* Record extracts
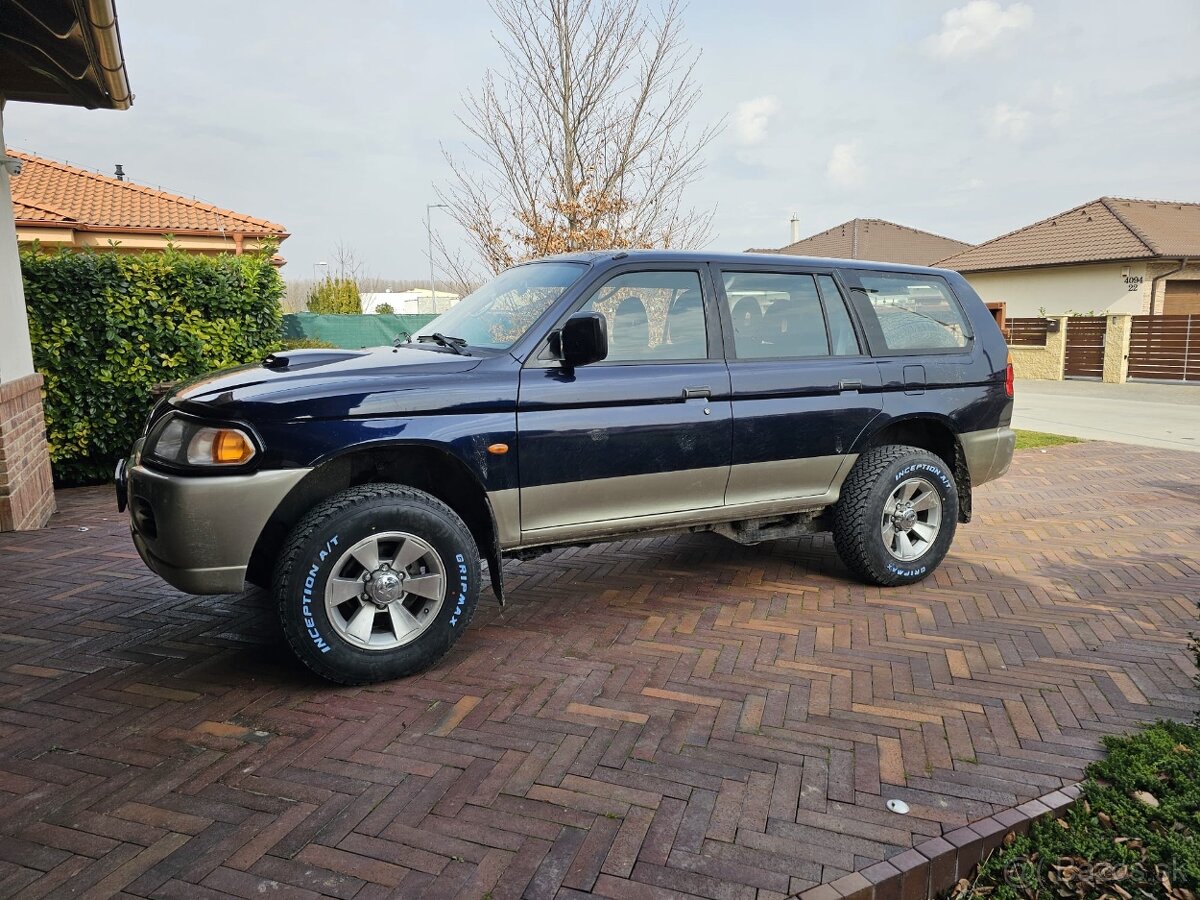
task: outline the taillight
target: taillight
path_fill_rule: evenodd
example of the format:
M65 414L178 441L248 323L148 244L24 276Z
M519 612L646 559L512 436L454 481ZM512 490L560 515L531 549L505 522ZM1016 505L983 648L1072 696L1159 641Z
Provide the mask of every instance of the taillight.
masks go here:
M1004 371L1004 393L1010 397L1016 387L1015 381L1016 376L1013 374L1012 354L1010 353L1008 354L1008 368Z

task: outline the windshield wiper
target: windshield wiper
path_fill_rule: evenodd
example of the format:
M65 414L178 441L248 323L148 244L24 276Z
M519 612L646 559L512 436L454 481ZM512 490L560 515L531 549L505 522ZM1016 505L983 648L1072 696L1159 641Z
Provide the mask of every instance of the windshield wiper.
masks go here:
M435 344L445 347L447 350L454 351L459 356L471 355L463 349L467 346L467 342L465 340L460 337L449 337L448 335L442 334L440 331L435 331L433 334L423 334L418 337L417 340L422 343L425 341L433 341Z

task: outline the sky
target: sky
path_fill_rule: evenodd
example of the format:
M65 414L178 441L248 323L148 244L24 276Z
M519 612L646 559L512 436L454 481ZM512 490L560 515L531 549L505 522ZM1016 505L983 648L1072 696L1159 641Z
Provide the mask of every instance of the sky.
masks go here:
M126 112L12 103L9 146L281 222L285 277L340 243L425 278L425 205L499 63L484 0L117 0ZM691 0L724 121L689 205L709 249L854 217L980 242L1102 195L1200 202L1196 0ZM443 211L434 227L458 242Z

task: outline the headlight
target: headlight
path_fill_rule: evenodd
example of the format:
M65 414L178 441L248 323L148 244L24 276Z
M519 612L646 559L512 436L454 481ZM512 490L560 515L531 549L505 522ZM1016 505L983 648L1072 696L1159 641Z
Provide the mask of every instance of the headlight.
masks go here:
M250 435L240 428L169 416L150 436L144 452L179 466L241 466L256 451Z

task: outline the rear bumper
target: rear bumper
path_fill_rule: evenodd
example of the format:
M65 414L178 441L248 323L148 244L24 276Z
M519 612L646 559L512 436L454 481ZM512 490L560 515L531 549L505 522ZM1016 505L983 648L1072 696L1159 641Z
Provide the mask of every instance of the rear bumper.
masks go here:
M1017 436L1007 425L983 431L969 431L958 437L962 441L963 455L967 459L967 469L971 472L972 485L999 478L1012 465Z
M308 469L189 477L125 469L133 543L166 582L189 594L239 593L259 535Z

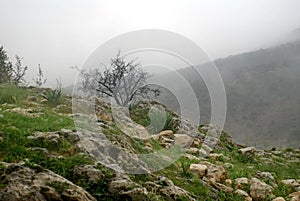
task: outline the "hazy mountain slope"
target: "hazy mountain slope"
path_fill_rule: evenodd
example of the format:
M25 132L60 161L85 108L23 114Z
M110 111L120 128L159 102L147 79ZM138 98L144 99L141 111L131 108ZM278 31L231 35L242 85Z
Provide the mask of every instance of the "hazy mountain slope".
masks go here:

--

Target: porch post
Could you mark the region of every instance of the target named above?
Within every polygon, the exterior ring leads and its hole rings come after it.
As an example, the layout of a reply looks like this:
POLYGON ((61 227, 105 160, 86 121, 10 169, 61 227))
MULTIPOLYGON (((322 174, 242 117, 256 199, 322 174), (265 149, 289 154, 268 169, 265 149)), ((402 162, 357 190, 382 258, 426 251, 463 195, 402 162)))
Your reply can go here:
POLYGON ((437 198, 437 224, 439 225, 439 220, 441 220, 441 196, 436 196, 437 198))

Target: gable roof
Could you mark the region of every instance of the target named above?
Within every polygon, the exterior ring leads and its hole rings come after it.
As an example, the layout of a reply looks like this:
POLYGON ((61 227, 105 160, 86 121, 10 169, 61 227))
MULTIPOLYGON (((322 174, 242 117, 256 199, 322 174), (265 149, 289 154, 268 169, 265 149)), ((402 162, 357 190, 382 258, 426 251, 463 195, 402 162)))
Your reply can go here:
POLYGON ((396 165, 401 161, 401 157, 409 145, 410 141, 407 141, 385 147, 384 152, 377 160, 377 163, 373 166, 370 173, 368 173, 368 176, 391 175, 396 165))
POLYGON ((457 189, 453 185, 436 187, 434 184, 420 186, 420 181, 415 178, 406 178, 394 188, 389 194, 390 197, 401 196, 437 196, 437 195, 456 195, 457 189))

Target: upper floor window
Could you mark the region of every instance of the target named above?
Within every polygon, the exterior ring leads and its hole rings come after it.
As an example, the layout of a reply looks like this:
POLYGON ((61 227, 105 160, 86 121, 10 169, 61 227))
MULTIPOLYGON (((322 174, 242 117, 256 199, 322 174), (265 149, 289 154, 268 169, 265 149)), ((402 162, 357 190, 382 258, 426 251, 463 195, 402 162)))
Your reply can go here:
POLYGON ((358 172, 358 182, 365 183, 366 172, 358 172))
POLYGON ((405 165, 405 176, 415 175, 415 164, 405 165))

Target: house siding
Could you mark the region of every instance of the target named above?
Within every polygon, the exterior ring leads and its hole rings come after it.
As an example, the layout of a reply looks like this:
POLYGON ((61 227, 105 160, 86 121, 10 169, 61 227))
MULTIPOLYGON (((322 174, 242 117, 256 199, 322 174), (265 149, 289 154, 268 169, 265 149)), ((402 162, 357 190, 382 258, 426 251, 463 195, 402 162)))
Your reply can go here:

* What to produce
Every line above that holds "bumper" should be tallied; answer with the total alone.

* Task answer
3